***** Task input *****
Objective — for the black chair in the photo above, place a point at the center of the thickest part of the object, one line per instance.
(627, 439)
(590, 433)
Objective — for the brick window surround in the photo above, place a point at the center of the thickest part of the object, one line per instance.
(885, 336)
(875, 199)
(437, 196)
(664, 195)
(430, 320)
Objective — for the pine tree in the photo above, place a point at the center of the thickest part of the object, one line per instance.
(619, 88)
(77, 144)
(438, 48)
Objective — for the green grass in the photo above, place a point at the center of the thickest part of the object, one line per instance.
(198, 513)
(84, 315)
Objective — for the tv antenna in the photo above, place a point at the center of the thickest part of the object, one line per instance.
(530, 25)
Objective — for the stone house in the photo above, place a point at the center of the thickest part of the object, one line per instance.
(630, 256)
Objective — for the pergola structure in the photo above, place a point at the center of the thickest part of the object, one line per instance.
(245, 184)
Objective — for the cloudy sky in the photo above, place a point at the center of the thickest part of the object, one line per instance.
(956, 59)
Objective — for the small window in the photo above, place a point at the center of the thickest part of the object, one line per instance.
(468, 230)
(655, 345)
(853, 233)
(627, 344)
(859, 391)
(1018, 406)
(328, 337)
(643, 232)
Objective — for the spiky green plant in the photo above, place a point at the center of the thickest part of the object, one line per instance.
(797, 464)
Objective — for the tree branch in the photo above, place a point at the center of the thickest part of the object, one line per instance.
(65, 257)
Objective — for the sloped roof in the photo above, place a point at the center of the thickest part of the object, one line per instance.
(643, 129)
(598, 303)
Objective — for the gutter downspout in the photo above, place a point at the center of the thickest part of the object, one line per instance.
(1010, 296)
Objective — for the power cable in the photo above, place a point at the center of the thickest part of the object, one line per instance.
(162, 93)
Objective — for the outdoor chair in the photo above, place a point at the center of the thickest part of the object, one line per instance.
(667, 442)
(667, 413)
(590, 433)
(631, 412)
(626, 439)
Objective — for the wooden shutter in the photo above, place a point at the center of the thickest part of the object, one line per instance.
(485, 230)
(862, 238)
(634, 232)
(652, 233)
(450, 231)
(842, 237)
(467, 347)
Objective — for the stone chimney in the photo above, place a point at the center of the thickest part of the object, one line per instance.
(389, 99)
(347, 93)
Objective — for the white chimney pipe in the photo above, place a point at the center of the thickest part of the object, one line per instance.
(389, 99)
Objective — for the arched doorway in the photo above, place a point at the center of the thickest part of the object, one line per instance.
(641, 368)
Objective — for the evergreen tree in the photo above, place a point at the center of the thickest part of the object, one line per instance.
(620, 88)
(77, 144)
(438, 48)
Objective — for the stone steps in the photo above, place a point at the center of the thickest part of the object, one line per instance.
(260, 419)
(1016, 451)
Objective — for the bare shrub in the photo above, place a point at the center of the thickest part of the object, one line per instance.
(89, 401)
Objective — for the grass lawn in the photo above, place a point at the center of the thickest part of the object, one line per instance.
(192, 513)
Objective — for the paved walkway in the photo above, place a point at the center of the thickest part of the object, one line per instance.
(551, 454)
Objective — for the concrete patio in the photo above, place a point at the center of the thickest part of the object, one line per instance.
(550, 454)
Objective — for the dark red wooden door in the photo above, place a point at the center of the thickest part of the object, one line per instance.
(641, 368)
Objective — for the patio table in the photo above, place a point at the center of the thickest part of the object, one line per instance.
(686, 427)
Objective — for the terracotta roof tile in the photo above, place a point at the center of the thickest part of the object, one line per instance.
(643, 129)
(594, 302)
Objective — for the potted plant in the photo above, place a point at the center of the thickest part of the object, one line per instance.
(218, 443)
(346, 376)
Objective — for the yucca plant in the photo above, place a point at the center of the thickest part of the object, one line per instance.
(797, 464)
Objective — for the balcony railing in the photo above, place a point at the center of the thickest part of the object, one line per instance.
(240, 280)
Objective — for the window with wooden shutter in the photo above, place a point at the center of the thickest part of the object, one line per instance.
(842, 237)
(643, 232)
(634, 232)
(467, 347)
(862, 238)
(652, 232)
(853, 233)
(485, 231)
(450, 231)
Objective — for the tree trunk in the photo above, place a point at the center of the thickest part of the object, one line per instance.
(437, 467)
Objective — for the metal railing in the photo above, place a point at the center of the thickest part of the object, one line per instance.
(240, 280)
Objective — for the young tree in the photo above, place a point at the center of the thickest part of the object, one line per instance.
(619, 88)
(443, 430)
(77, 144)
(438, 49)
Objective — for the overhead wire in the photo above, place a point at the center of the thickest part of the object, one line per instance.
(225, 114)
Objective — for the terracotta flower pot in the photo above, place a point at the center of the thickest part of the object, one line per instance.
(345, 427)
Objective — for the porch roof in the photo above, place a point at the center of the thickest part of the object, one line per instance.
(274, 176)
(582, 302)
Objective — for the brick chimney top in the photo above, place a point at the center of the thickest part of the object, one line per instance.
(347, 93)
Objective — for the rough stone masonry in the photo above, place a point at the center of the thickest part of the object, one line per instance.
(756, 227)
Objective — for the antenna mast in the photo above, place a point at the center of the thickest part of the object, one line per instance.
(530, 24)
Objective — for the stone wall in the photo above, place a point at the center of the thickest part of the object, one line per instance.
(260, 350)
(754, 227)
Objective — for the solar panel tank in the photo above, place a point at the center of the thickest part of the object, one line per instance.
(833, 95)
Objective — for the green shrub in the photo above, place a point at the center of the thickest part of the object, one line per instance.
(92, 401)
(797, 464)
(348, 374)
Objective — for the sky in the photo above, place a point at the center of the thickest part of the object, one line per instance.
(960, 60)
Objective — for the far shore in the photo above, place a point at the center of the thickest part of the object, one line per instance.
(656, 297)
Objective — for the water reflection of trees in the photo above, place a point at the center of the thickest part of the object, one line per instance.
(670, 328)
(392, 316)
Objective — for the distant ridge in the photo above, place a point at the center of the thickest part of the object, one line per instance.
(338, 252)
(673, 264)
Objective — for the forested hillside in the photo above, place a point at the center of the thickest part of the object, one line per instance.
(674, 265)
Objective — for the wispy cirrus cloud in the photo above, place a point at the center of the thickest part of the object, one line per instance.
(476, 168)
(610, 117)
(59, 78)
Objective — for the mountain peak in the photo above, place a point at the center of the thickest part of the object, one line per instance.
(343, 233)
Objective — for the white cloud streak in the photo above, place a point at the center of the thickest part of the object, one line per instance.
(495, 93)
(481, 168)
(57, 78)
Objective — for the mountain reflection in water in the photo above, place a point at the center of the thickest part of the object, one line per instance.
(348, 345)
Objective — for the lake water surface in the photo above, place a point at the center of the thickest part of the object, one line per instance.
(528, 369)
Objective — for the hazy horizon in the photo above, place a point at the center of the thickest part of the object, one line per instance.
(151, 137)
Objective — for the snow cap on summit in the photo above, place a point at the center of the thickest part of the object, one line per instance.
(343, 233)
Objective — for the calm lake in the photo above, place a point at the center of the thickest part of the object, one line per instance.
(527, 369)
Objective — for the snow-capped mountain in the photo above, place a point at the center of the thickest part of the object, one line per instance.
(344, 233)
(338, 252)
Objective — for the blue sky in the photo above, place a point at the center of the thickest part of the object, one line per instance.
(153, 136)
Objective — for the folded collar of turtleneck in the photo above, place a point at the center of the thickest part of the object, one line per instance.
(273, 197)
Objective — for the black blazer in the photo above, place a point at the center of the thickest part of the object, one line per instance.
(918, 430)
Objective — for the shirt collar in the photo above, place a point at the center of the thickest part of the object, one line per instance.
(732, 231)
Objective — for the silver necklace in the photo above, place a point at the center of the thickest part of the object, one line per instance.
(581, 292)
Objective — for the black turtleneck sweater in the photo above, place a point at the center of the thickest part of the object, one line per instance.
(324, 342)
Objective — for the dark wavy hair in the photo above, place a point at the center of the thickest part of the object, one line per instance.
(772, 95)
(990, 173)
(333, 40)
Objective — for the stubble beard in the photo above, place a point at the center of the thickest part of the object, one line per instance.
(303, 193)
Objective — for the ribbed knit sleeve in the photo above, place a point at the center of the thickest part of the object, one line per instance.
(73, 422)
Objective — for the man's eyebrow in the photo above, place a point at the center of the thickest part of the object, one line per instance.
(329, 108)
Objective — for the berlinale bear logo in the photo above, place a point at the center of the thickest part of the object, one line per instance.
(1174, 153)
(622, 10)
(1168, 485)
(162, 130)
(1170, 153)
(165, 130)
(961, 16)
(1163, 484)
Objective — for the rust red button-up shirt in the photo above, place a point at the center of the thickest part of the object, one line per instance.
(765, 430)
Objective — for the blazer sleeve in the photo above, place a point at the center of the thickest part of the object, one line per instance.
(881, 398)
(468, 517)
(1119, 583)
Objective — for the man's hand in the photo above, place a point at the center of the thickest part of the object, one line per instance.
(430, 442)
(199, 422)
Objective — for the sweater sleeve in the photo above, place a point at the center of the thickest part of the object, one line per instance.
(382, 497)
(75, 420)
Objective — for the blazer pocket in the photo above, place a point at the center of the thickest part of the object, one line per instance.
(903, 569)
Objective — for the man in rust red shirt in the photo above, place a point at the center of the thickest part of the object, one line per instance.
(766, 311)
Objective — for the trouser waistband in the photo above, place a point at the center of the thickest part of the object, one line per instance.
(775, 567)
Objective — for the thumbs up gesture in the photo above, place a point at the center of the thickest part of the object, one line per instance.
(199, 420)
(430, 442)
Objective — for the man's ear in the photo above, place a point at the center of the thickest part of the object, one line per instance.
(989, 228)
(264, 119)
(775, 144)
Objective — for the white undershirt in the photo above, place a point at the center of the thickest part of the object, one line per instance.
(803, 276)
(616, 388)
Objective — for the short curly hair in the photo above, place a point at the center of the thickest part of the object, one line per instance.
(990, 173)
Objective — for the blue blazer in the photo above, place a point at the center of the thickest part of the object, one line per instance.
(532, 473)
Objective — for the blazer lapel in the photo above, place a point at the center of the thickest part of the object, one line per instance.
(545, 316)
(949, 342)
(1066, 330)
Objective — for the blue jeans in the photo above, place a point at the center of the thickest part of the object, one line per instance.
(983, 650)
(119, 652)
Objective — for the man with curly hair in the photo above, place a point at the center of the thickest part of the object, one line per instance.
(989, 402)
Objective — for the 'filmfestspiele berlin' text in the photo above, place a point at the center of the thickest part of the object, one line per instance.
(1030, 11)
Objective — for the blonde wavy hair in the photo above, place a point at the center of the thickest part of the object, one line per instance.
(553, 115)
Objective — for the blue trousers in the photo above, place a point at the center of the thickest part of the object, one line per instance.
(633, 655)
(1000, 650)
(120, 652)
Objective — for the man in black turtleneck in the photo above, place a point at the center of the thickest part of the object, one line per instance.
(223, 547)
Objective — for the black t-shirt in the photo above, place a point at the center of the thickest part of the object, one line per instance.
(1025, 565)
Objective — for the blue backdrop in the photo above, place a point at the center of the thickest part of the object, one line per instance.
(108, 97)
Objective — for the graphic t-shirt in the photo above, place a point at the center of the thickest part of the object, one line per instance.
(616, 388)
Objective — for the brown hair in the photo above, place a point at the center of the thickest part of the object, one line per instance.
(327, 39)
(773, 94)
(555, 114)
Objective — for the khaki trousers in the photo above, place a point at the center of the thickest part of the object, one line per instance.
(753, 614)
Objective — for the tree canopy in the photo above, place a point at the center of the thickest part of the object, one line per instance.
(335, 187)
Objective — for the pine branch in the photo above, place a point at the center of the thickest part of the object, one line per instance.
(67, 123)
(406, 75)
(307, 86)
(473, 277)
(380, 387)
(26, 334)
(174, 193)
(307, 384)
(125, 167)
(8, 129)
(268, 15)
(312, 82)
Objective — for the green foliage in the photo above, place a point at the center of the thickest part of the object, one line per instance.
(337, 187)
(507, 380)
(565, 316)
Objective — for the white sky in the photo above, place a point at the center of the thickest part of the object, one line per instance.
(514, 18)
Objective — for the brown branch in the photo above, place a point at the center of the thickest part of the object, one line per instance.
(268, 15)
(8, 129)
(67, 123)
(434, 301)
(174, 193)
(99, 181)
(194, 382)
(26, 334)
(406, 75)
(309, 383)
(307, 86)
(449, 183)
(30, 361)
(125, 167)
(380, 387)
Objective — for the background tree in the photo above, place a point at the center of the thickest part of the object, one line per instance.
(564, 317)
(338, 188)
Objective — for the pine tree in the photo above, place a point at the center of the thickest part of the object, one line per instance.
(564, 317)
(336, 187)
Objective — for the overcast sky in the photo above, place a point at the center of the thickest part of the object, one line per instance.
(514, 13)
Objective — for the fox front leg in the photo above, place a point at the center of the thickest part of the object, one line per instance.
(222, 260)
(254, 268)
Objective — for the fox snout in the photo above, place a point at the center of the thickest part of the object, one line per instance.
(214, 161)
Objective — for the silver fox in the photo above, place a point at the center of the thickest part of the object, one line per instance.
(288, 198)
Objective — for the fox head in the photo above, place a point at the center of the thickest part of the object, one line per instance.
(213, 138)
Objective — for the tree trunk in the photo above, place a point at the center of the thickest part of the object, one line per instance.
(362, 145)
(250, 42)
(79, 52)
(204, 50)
*****
Work order => Exactly the lines from the one containing "Objective — for the fox snout" through the final line of the records above are needed, copied word for word.

Solution to this task =>
Objective — for the fox snout in the photo above, place a point at the center of the thickest part of the object, one line per instance.
(214, 161)
Objective — for the silver fox in the photo above, place a point at the center of the thickest part of the object, one line per instance.
(288, 198)
Objective — for the fox head in the photo above, place a point at the center of the thickest part of the object, one line per instance.
(213, 138)
Objective — for the tree trunk in the photo above, place a point at the center of the thickest part of the object, one line per instance.
(362, 145)
(250, 42)
(79, 52)
(204, 50)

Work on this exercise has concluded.